Recorded data
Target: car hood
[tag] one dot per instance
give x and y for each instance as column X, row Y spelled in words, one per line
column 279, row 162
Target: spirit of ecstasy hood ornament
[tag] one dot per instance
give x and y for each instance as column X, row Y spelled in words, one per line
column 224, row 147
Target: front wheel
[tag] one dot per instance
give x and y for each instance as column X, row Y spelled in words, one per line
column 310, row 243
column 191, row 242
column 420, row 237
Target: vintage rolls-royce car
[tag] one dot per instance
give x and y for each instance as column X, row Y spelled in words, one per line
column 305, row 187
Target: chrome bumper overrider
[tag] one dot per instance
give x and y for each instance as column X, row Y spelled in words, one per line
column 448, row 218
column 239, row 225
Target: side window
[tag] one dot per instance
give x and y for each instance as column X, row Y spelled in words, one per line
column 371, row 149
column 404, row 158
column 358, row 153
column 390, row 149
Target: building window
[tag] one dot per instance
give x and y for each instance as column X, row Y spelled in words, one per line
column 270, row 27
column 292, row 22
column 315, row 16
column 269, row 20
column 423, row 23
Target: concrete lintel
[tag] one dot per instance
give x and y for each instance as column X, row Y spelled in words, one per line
---
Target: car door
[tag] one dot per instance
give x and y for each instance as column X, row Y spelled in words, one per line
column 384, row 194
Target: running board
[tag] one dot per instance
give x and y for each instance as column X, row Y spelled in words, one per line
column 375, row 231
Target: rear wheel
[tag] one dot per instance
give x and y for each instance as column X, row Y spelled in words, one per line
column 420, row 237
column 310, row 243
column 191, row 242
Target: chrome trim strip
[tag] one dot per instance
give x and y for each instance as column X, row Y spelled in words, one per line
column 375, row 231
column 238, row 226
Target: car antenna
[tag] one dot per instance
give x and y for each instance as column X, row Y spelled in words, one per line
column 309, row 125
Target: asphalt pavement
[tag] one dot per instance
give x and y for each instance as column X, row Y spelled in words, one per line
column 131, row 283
==
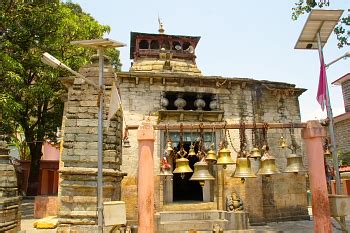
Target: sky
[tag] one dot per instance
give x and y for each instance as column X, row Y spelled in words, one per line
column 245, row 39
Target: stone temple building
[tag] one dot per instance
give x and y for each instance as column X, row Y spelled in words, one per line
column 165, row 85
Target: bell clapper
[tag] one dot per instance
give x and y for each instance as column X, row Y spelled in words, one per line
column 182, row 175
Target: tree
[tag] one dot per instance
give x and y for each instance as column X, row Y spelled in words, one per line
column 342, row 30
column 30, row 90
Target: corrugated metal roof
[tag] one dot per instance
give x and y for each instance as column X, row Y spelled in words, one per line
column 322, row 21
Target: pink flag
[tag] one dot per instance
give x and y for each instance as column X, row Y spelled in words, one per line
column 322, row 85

Exercise requirements
Copy out every line from the material above in which the word "chrome" appears.

Completed task
Target: chrome bumper overrider
Target: chrome trim strip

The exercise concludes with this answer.